Copy out the lines below, replacing every "traffic-monitoring" with "building-survey" and changing nothing else.

* Start ROWS *

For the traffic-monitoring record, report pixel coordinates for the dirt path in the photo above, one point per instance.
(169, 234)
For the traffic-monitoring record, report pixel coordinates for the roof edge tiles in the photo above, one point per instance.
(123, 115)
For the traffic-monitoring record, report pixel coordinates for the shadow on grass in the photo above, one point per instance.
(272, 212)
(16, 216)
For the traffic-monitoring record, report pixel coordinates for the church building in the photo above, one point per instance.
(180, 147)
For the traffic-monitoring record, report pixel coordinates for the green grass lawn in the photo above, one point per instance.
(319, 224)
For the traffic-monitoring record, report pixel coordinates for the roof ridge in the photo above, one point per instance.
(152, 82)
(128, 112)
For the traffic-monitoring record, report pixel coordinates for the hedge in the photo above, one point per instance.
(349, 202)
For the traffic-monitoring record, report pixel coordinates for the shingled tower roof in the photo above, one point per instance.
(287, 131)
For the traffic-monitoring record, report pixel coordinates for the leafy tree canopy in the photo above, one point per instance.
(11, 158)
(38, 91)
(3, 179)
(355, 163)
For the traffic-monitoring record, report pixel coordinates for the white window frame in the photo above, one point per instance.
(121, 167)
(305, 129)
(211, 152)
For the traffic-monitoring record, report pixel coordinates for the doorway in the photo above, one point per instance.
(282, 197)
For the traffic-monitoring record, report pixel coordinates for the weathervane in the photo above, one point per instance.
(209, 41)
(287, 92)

* End ROWS *

• [FINAL RESULT]:
For the building-survey record, report pixel coordinates for the dirt path in the photo above, one point per instance.
(169, 234)
For the building-survey record, report pixel coordinates for the roof edge tiles in the photo above, one point per instance.
(123, 115)
For the building-survey record, report pixel coordinates for the shadow on grass in the photo above, one point per instance.
(272, 212)
(16, 216)
For the building-survey record, report pixel coordinates for the church building in the photo above, one point per instance.
(180, 147)
For the building-survey record, report pixel coordinates for the green grass lawn in the photo above, one point per instance.
(319, 224)
For the building-survey record, report pixel coordinates for the roof ridge in the photo above, one point per instance.
(152, 82)
(128, 112)
For the building-survey record, report pixel coordinates for the hedge in the photo above, one point per instance.
(349, 202)
For the building-survey record, report pixel coordinates for the shingled tower roof in the photo above, one point per instance.
(287, 131)
For the building-survey record, report pixel coordinates for the leafy tree canopy in the photo above, one point per instance.
(11, 158)
(38, 91)
(3, 179)
(355, 163)
For the building-survey record, report pixel coordinates for the white window frame in the photo above, one point per instance.
(121, 167)
(305, 129)
(211, 152)
For the building-survey record, report pixel coordinates for the doorway in the photo above, one point per instance.
(282, 197)
For the building-survey record, report pixel coordinates for the weathervane in the photo above, one point per instance.
(209, 41)
(287, 92)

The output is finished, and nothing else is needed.